Barnaby, Vol. 4: 1948-1949

Barnaby, vol. 4: 1948-1949 [not final cover]

Where is the fourth volume of Crockett Johnson’s Barnaby (co-edited by yours truly and Eric Reynolds)? Wasn’t it supposed to be out a year or two ago? What happened?

In 2017, I submitted my Afterword and notes, Trina Robbins gave us her Foreword, and Jared Gardner contributed his Introduction. We hoped the book would be out in 2018, but delays at Fantagraphics pushed the publication date forward to 2019 and now I am told that… Fall 2020 is the release date. So, mark your calendars!

Crockett Johnson, Barnaby, 26 May 1948

The above strip – shown in its unrestored form, but which, like all of the strips, has been restored to pristine condition for the published volume – directly refers to the politics of 1948 and 1949. But such strips are more rare in this volume. Why? Well, here’s a sneak peak at my Afterword – specifically, its opening paragraph –

        What do you do when the political culture shifts, exchanging hope for fear, abandoning evidence to embrace innuendo? Crockett Johnson faced this question when, in September of 1947, he returned to writing Barnaby. He and his characters inhabited a different landscape than they had at the end of 1945 – when Johnson gave up his role as the strip’s sole creator and, for twenty months, served primarily in an advisory capacity. As Anti-Communism replaced the Popular Front, his support for progressive causes now marked him not as a patriot, but as a person of interest.  In 1948 and 1949, his comic strip is less directly confrontational, and – though there are moments of specific, acerbic satire – typically gestures towards this new culture of paranoia indirectly, such as when O’Malley observes (in August of 1949), “Barnaby, your Fairy Godfather sometimes wonders about people. How they can believe in Sea-Serpents is beyond me.” After all, there’s “not one shred of scientific evidence to prove that Sea-Serpents exist.” Or, in November of that same year, O’Malley says, “I’ll never understand, m’boy, how intelligent people like your parents can make these broad generalizations about Pixies. Or people–  There are good Pixies and bad Pixies. Just as there are good people and bad people.”  Pixies are not Communists, and Sea-Serpents are not Progressives. (Johnson was affiliated with the Progressive Party in the 1940s and the Communist Party in the 1930s.) But it’s notable that O’Malley presents both as examples of poor reasoning, or of assuming that each individual embodies all characteristics of an entire group. The illogic has real-world parallels, even if the metaphor lacks a specific real-world referent. During 1948 and especially 1949, Barnaby moves towards expressing its politics mostly (though not exclusively) through metaphor. This choice is notable because these years provided what might otherwise have been irresistible targets for Johnson’s satire.

### Work request
Answer these questions using the Barnaby post.
1. Who wrote the Foreword for the fourth volume?
2. What release date is now given for the book?
3. In what month and year did Crockett Johnson return to writing Barnaby?
Rely solely on the Barnaby post for your answers.

### Provided records
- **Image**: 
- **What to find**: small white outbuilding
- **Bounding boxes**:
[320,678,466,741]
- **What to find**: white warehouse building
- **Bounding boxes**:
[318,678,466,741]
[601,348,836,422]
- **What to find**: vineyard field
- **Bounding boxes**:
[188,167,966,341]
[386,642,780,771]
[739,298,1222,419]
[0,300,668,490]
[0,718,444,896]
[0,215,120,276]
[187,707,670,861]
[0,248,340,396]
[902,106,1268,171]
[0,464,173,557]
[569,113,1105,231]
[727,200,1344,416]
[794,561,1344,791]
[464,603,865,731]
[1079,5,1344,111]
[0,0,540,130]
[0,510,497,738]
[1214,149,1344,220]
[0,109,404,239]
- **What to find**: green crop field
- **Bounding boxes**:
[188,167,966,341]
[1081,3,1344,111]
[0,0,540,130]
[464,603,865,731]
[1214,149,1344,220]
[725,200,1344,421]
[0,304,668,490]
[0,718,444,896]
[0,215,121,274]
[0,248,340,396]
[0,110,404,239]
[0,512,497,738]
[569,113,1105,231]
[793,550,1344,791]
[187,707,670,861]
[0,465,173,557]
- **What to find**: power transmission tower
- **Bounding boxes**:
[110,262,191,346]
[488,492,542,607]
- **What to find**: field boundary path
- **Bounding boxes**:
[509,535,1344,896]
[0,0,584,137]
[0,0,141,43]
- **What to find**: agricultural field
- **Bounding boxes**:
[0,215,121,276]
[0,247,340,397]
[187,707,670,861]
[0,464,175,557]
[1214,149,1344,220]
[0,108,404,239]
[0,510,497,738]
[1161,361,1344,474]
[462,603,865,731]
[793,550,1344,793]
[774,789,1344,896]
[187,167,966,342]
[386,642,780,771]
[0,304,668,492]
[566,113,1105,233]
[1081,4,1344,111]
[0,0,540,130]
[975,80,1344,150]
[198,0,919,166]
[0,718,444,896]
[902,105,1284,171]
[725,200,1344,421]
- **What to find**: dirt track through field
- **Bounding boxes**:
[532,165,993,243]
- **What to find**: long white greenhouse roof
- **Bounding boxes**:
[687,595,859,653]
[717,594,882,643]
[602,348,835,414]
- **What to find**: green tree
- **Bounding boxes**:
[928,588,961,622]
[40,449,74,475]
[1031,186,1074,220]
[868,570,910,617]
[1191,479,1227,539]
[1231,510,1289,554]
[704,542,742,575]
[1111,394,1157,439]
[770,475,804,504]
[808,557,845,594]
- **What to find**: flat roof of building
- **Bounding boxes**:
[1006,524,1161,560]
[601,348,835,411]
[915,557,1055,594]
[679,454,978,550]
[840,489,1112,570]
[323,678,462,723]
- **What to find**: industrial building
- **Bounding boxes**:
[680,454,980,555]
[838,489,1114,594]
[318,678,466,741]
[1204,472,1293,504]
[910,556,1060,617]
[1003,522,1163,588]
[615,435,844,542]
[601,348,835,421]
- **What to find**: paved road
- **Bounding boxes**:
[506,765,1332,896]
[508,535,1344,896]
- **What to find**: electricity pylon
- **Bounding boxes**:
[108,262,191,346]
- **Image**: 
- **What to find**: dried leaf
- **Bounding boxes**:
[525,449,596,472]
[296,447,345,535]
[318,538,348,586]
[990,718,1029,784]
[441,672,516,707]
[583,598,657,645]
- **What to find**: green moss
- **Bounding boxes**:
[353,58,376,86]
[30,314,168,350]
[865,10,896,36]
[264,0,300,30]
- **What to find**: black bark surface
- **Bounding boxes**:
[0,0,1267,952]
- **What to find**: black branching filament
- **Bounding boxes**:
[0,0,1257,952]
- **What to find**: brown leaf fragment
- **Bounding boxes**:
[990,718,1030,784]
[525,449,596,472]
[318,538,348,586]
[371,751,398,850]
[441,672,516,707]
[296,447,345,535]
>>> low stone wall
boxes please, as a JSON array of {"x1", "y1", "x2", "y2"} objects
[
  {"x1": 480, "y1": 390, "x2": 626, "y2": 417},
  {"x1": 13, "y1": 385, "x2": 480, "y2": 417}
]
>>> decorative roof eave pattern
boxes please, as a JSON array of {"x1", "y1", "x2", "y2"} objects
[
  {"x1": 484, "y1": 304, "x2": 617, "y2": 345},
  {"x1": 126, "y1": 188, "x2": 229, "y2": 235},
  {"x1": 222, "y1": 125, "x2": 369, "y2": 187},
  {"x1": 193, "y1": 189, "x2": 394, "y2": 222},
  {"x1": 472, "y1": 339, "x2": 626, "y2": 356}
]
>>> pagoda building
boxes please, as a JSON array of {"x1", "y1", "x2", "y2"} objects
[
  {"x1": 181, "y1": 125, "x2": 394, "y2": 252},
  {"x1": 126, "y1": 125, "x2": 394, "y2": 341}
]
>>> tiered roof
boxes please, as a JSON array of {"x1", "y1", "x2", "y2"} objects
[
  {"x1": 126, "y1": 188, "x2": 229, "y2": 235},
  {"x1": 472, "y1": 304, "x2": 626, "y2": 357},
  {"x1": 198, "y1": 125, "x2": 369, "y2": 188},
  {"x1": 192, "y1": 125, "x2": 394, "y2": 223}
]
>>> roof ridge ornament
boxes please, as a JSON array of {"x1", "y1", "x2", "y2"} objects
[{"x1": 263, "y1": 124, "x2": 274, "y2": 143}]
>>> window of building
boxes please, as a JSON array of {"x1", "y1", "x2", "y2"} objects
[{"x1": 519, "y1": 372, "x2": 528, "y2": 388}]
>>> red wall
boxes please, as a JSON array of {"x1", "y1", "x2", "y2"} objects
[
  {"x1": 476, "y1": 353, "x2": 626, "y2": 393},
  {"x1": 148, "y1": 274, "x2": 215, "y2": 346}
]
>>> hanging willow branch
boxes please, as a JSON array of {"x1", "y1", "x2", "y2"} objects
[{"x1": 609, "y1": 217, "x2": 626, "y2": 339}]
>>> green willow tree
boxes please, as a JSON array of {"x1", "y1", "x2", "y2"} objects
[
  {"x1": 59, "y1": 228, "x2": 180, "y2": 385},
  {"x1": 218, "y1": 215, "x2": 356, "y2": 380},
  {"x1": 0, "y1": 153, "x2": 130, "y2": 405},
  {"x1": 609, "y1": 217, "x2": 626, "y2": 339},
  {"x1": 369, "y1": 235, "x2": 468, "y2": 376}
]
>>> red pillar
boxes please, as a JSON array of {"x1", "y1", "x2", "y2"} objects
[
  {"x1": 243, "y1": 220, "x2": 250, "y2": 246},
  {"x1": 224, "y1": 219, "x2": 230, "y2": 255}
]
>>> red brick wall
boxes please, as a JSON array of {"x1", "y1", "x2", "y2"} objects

### Answer area
1. Trina Robbins
2. Fall 2020
3. September 1947